REQUIRED ACTION: Write out the data below in full. Keep it exact.

Referring expression data:
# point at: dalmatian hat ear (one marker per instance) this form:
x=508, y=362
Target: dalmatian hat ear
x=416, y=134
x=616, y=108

EXERCISE OUTPUT:
# point at: dalmatian hat ear (one marker per instance) this form:
x=508, y=362
Target: dalmatian hat ear
x=416, y=134
x=616, y=108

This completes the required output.